=== INSTRUÇÃO 1 ===
Resuma em duas frases o trecho sobre o romance Hóspede.

**** TRECHO SELECIONADO

Hóspede
As coordenadas domésticas do adultério
segundo Mallet
Hóspede
(1887), de Pardal Mallet, é daquelas obras que acabam injustamente esquecidas
pela historiografia da literatura. Não é um romance ruim, apenas foi escrito em
pinceladas rápidas, como se o autor tivesse pouca paciência para a “pintura”
das cenas, resultado de uma tendência à abstração que o impediu de concretizar os
personagens de maneira mais acessível à imaginação do leitor.
Mallet era figura de proa da intelectualidade
brasileira no final do século XIX. Sua obra foi curta como a vida, encerrada
pela tuberculose antes dos 30 anos. Escreveu também um livro de contos e outro
romance, O lar.
O enredo de Hóspede,
dividido em 30 capítulos curtos, é simples e se volta para o principal interesse
do autor como ficcionista: a vida doméstica. Marcondes, personagem principal, é
um rapaz recém-formado em Direito que é convidado a passar alguns dias na casa
de Pedro, antigo colega de escola, agora funcionário público e marido sensaborão. Ocorre que Pedro tem uma
mulher sexualmente apetitosa e entediada com a vida doméstica. O resto é fácil
de imaginar, certo?

********

=== INSTRUÇÃO 2 ===
Por favor, transcreva sem nenhuma alteração as linhas dos registros, começando pela primeira delas e seguindo até a linha que contém "545 L 6 741", com ambas incluídas.

**** DADOS DISPONÍVEIS

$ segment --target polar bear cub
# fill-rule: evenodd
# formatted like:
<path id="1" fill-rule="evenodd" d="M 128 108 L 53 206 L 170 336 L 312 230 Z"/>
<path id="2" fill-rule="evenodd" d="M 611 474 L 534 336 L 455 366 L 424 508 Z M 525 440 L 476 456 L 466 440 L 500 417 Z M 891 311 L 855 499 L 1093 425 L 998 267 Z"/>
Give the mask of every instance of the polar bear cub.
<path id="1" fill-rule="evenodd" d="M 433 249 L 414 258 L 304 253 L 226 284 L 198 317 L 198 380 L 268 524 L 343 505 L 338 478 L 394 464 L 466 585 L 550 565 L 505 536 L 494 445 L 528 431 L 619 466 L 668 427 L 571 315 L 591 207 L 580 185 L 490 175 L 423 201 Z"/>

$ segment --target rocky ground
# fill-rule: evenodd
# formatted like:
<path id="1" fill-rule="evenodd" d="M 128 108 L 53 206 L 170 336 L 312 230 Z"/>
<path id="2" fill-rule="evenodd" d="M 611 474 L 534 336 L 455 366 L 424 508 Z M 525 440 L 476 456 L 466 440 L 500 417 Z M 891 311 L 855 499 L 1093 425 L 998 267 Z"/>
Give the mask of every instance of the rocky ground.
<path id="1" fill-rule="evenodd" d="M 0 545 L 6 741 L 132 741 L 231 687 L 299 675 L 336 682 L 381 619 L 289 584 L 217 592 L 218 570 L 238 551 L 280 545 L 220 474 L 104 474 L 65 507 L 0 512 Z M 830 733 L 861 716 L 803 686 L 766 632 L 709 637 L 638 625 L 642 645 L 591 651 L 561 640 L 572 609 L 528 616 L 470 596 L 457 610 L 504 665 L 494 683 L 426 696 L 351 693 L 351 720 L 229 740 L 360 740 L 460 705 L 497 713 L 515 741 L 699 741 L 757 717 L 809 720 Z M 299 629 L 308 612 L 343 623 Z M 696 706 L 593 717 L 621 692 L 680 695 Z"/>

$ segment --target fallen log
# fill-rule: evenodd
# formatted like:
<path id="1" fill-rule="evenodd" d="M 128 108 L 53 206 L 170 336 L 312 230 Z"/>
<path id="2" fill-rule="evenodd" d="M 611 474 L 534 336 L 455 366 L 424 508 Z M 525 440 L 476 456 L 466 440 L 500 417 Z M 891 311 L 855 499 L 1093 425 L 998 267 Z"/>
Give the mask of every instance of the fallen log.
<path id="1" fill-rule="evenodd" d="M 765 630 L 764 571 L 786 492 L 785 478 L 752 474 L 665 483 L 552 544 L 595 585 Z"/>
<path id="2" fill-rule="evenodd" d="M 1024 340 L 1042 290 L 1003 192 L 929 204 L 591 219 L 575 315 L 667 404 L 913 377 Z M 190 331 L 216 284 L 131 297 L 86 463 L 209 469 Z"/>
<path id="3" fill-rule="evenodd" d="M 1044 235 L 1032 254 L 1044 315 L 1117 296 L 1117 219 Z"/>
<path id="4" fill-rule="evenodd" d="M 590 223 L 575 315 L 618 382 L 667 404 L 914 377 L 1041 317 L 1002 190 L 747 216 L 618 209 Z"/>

********

=== RESPOSTA 1 ===
Hóspede (1887), de Pardal Mallet, figura de proa da intelectualidade brasileira no final do século XIX, que morreu de tuberculose antes dos 30 anos, é uma obra injustamente esquecida: não é um romance ruim, mas foi escrito em pinceladas rápidas que não concretizaram os personagens de maneira acessível ao leitor. Dividido em 30 capítulos curtos e voltado para a vida doméstica, o enredo acompanha Marcondes, recém-formado em Direito, convidado a passar alguns dias na casa do antigo colega Pedro, funcionário público e marido sensaborão cuja mulher é sexualmente apetitosa e entediada com a vida doméstica.

=== RESPOSTA 2 ===
$ segment --target polar bear cub
# fill-rule: evenodd
# formatted like:
<path id="1" fill-rule="evenodd" d="M 128 108 L 53 206 L 170 336 L 312 230 Z"/>
<path id="2" fill-rule="evenodd" d="M 611 474 L 534 336 L 455 366 L 424 508 Z M 525 440 L 476 456 L 466 440 L 500 417 Z M 891 311 L 855 499 L 1093 425 L 998 267 Z"/>
Give the mask of every instance of the polar bear cub.
<path id="1" fill-rule="evenodd" d="M 433 249 L 414 258 L 304 253 L 226 284 L 198 317 L 198 380 L 268 524 L 343 505 L 338 478 L 394 464 L 466 585 L 550 565 L 505 536 L 494 445 L 528 431 L 619 466 L 668 427 L 571 315 L 591 207 L 580 185 L 490 175 L 423 201 Z"/>

$ segment --target rocky ground
# fill-rule: evenodd
# formatted like:
<path id="1" fill-rule="evenodd" d="M 128 108 L 53 206 L 170 336 L 312 230 Z"/>
<path id="2" fill-rule="evenodd" d="M 611 474 L 534 336 L 455 366 L 424 508 Z M 525 440 L 476 456 L 466 440 L 500 417 Z M 891 311 L 855 499 L 1093 425 L 998 267 Z"/>
Give the mask of every instance of the rocky ground.
<path id="1" fill-rule="evenodd" d="M 0 545 L 6 741 L 132 741 L 231 687 L 299 675 L 336 682 L 381 619 L 289 584 L 217 592 L 218 570 L 238 551 L 280 545 L 220 474 L 104 474 L 65 507 L 0 512 Z M 830 733 L 861 716 L 803 686 L 766 632 L 709 637 L 638 625 L 642 645 L 591 651 L 561 640 L 572 609 L 528 616 L 470 596 L 457 610 L 504 665 L 494 683 L 426 696 L 351 693 L 351 720 L 229 740 L 360 740 L 460 705 L 497 713 L 515 741 L 699 741 L 757 717 L 809 720 Z M 299 629 L 308 612 L 343 623 Z M 696 706 L 593 717 L 621 692 L 680 695 Z"/>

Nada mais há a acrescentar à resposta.